START

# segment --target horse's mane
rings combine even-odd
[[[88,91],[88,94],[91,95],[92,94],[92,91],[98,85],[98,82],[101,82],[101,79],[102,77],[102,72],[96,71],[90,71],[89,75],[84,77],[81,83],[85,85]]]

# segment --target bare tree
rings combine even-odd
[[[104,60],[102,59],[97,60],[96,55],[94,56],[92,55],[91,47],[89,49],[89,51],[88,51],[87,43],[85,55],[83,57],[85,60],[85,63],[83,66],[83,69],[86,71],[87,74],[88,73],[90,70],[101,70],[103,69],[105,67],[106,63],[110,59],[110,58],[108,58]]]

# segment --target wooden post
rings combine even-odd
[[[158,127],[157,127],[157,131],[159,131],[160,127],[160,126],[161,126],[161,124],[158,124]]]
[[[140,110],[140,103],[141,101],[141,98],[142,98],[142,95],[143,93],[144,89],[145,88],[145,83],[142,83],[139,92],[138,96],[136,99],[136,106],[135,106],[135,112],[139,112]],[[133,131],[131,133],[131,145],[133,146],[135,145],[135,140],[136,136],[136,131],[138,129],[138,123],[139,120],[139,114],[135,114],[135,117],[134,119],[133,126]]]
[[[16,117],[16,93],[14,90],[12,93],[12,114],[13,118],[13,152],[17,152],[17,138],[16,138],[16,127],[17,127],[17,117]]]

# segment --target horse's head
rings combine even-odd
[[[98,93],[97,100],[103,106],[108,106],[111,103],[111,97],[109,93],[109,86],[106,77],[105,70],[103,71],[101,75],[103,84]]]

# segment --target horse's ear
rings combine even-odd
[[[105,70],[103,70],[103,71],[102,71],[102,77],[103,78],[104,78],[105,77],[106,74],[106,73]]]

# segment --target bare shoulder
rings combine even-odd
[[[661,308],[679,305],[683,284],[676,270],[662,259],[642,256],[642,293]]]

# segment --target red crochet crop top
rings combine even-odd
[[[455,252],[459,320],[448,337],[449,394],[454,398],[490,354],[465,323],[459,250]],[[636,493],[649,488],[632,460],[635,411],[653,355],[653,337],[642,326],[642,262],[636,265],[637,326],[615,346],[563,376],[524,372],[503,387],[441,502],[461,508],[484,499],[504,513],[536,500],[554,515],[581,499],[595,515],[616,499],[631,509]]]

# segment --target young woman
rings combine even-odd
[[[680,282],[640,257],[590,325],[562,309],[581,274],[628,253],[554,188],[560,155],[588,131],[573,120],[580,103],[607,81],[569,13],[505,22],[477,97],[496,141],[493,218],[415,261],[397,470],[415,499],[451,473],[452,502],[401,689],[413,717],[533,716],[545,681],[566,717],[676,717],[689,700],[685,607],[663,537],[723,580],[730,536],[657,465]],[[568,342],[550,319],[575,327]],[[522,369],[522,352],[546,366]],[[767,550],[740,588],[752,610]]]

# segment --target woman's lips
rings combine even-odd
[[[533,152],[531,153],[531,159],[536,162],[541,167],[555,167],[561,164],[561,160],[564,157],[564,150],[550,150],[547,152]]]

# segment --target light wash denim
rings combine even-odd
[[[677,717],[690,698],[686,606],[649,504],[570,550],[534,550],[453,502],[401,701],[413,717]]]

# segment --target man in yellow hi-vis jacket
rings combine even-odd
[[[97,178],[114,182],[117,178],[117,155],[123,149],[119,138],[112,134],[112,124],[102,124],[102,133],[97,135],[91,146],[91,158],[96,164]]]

END

• [REQUEST]: Copy the listing above line for line, changing nothing.

• [COMPLETED TASK]:
# segment --target horse's mane
rings combine even-odd
[[[88,91],[88,94],[91,95],[92,94],[92,91],[98,85],[98,82],[101,82],[101,79],[102,77],[102,72],[96,71],[90,71],[89,75],[84,77],[81,83],[85,85]]]

# segment --target bare tree
rings combine even-odd
[[[104,60],[102,59],[97,60],[96,55],[94,56],[92,55],[91,47],[89,49],[89,51],[88,51],[87,43],[85,55],[83,57],[85,60],[85,63],[83,66],[83,69],[86,71],[87,74],[88,73],[90,70],[101,70],[103,69],[105,67],[106,63],[110,59],[110,58],[108,58]]]

# segment --target wooden post
rings combine even-odd
[[[158,127],[157,127],[157,131],[159,131],[160,127],[160,126],[161,126],[161,124],[158,124]]]
[[[140,110],[140,103],[141,101],[141,98],[142,98],[142,95],[143,93],[144,89],[145,88],[145,83],[142,83],[139,92],[138,96],[136,99],[136,106],[135,106],[135,112],[139,112]],[[133,131],[131,133],[131,145],[133,146],[135,145],[135,140],[136,136],[136,131],[138,129],[138,123],[139,120],[139,114],[135,114],[135,117],[134,119],[133,126]]]
[[[16,117],[16,93],[14,90],[12,93],[12,114],[13,118],[13,152],[17,152],[17,138],[16,138],[16,127],[17,127],[17,117]]]

# segment --target horse's head
rings combine even-odd
[[[98,93],[97,100],[103,106],[108,106],[111,103],[111,97],[109,93],[109,86],[106,77],[105,70],[103,71],[101,75],[103,84]]]

# segment --target horse's ear
rings combine even-odd
[[[105,70],[103,70],[103,71],[102,71],[102,77],[103,78],[104,78],[105,77],[106,74],[106,73]]]

# segment --target bare shoulder
rings combine even-odd
[[[661,308],[679,305],[683,284],[676,270],[662,259],[642,256],[642,293]]]

# segment --target red crochet crop top
rings combine even-odd
[[[455,252],[459,320],[448,337],[449,394],[454,398],[490,354],[465,323],[459,250]],[[636,493],[649,488],[632,460],[635,411],[653,355],[653,337],[642,326],[642,262],[636,265],[637,326],[615,346],[563,376],[524,372],[503,387],[441,502],[461,508],[484,499],[504,513],[536,500],[554,515],[581,499],[595,515],[616,499],[631,509]]]

# segment --target young woman
rings combine even-odd
[[[680,282],[640,257],[590,325],[562,309],[581,274],[628,253],[554,188],[560,155],[588,131],[573,120],[580,103],[607,81],[569,13],[505,22],[477,97],[496,141],[493,218],[415,261],[397,470],[415,499],[451,473],[452,502],[401,689],[413,717],[533,716],[545,681],[566,717],[676,717],[689,700],[685,607],[663,537],[723,580],[730,536],[657,465]],[[568,342],[550,319],[575,327]],[[522,369],[522,352],[546,366]],[[767,550],[740,588],[752,610]]]

# segment --target woman's lips
rings combine even-odd
[[[533,152],[531,153],[531,159],[536,162],[541,167],[555,167],[561,164],[561,160],[564,157],[564,150],[550,150],[547,152]]]

# segment --target light wash denim
rings combine even-odd
[[[677,717],[690,698],[686,606],[649,504],[570,550],[534,550],[453,502],[401,701],[413,717]]]

# segment --target man in yellow hi-vis jacket
rings combine even-odd
[[[97,178],[114,182],[117,178],[117,155],[123,149],[119,138],[112,134],[112,124],[102,124],[102,133],[97,135],[91,146],[91,158],[96,164]]]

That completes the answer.